Exercise instructions
a - Reproduce the stretch of the genetic-data excerpt from "Genetic data can" through "primary indication [118].", swapping "adverse effects" for "side effects".
b - List every bracketed reference number cited in the genetic-data excerpt.
c - According to the genetic-data excerpt, what does PheWAS identify?

Text excerpt
Genetic data can also be used to identify possible adverse effects when modulating a given target (see [114] for a full review). As previously described, PheWAS identifies multiple phenotypes associated with a variant. Alternatively, this method can predict potential adverse effects if a drug target is associated with other disease phenotypes in the corresponding direction of the drug mechanism, e.g., an agonist drug for a protein target that has a positive association with a disease phenotype. PheWAS has also been integrated into MR (MR-PheWAS) to examine the impact of exposure on numerous outcomes [115]. Similarly, this method can identify novel causal proteins/prioritising drug targets [116] and examine potential adverse effects [117]. This inference is based on an approved drug target (the exposure) being causal with outcomes other than its primary indication [118].

Extracted data
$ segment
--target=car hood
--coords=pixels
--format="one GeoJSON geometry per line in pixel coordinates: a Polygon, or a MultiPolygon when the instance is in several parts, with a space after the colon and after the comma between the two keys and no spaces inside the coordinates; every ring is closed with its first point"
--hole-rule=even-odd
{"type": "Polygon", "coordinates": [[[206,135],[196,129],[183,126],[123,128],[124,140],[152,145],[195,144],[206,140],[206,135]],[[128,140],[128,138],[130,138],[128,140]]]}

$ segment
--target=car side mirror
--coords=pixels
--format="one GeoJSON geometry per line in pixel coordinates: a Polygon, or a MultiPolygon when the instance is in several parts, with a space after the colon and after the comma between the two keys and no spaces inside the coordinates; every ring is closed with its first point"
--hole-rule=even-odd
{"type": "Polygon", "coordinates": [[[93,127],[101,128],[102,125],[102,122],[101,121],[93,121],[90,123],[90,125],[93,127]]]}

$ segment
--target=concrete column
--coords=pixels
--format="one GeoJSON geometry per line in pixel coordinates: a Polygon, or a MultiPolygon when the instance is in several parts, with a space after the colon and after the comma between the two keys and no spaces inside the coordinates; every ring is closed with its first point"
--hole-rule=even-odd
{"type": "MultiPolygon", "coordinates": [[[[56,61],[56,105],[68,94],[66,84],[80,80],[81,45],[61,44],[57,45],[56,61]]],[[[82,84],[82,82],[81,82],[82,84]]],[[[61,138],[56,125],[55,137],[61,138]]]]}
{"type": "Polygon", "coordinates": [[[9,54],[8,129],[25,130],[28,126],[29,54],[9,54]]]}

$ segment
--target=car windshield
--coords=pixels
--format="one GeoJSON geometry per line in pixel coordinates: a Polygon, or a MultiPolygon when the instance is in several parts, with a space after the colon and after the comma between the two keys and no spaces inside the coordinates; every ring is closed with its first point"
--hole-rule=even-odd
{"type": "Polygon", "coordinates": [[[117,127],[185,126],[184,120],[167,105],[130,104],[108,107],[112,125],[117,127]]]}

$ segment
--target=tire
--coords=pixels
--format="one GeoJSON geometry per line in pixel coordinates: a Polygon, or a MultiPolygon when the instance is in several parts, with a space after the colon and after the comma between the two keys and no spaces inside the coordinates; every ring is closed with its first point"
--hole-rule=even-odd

Problem solutions
a -
Genetic data can also be used to identify possible side effects when modulating a given target (see [114] for a full review). As previously described, PheWAS identifies multiple phenotypes associated with a variant. Alternatively, this method can predict potential side effects if a drug target is associated with other disease phenotypes in the corresponding direction of the drug mechanism, e.g., an agonist drug for a protein target that has a positive association with a disease phenotype. PheWAS has also been integrated into MR (MR-PheWAS) to examine the impact of exposure on numerous outcomes [115]. Similarly, this method can identify novel causal proteins/prioritising drug targets [116] and examine potential side effects [117]. This inference is based on an approved drug target (the exposure) being causal with outcomes other than its primary indication [118].

b - 114, 115, 116, 117, 118

c - Multiple phenotypes associated with a variant.